* _PROBLEM_
Could you output every record below exactly, leaving out the pictures?

* _DATASET_

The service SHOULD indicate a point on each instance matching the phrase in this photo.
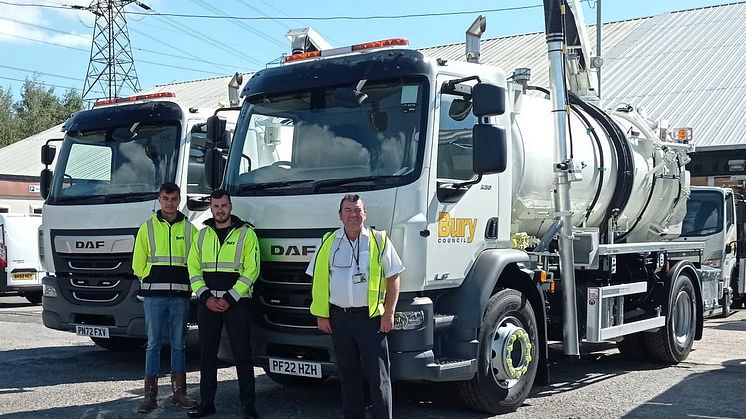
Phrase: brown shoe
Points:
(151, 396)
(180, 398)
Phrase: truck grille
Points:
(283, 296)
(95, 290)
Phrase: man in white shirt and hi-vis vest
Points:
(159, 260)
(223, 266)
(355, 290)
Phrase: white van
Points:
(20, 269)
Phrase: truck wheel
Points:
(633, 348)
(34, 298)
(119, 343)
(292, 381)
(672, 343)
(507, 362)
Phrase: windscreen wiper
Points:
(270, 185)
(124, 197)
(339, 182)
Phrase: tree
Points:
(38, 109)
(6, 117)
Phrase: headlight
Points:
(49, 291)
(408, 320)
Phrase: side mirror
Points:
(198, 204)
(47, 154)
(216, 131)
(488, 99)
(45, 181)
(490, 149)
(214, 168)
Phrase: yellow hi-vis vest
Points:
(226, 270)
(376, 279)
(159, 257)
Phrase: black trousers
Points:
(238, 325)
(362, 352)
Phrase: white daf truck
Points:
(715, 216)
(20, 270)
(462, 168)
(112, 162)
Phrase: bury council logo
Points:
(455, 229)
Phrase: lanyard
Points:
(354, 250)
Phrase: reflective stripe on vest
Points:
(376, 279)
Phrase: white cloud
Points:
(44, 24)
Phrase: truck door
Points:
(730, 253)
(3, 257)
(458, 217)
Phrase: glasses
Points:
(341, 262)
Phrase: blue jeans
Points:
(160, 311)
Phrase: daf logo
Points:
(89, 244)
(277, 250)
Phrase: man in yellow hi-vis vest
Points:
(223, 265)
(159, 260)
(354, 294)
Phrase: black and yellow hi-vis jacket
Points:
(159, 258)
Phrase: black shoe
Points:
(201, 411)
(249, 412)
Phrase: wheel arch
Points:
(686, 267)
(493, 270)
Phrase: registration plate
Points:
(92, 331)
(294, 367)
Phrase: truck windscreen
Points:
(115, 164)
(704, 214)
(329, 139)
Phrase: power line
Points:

* _ANSWER SECTION_
The service SHOULD indicate a point on each instance matching the phrase in this photo.
Phrase: brown shoe
Points:
(151, 396)
(180, 398)
Phrase: truck grille
Points:
(283, 296)
(95, 290)
Phrase: man in white shirt and hi-vis vest
Points:
(159, 260)
(223, 266)
(355, 290)
Phrase: white van
Points:
(20, 269)
Phrase: truck wheel
Points:
(633, 348)
(34, 298)
(119, 343)
(292, 381)
(672, 343)
(507, 362)
Phrase: windscreen wiper
Points:
(270, 185)
(124, 197)
(339, 182)
Phrase: tree
Points:
(38, 109)
(6, 117)
Phrase: headlight
Points:
(49, 291)
(408, 320)
Phrase: side mirror
Points:
(198, 204)
(47, 154)
(216, 131)
(488, 99)
(45, 181)
(490, 149)
(214, 168)
Phrase: yellow hi-vis vest
Points:
(226, 270)
(376, 279)
(159, 257)
Phrase: black trousers
Points:
(238, 325)
(362, 352)
Phrase: white daf truck
Points:
(715, 216)
(20, 270)
(462, 168)
(112, 162)
Phrase: bury council logo
Points:
(455, 229)
Phrase: lanyard
Points:
(354, 250)
Phrase: reflective stripe on vest
Points:
(376, 279)
Phrase: white cloud
Points:
(44, 24)
Phrase: truck door
Points:
(730, 253)
(3, 257)
(458, 217)
Phrase: glasses
Points:
(341, 262)
Phrase: blue jeans
Points:
(160, 311)
Phrase: daf logo
Points:
(89, 244)
(277, 250)
Phrase: man in yellow hi-vis vest
Points:
(223, 265)
(159, 260)
(354, 294)
Phrase: black and yellow hi-vis jacket
Points:
(159, 258)
Phrase: black shoe
Points:
(201, 411)
(249, 412)
Phrase: wheel arch
Points:
(686, 267)
(493, 270)
Phrase: registration plate
Points:
(92, 331)
(294, 367)
Phrase: truck windscreen
Points:
(115, 164)
(704, 214)
(329, 139)
Phrase: power line
Points:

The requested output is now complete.